- [Records for labeling locations]
_ _ _

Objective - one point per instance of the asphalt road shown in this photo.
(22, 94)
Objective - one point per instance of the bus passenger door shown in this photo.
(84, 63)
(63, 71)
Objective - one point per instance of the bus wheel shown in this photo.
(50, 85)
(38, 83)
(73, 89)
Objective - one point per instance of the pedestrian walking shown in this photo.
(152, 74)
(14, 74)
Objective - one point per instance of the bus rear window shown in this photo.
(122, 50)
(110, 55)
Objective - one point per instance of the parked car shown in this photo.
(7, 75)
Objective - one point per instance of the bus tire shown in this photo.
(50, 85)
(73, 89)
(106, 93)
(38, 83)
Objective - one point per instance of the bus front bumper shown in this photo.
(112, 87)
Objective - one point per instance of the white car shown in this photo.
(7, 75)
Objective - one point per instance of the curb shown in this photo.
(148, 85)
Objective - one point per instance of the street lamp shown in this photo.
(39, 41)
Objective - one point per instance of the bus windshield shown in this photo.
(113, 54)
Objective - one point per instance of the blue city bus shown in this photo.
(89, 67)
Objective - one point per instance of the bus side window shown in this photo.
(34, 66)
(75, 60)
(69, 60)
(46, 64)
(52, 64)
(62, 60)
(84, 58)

_ _ _

- [Short exercise] Reproduce verbatim the lines of the records from the line containing "Objective - one point per instance of the street" through the end of the records, including both the first and the last line.

- [Response to this exercise]
Objective - one point per instance of the street lamp shown in this photo.
(39, 41)
Objective - one point per instance of the bus windshield shown in this photo.
(113, 54)
Objective - one point per instance of the blue city bus shown in this photo.
(89, 67)
Objective - one point per instance of the bus side window shown in this photo.
(34, 66)
(75, 60)
(69, 60)
(46, 64)
(52, 64)
(62, 60)
(84, 58)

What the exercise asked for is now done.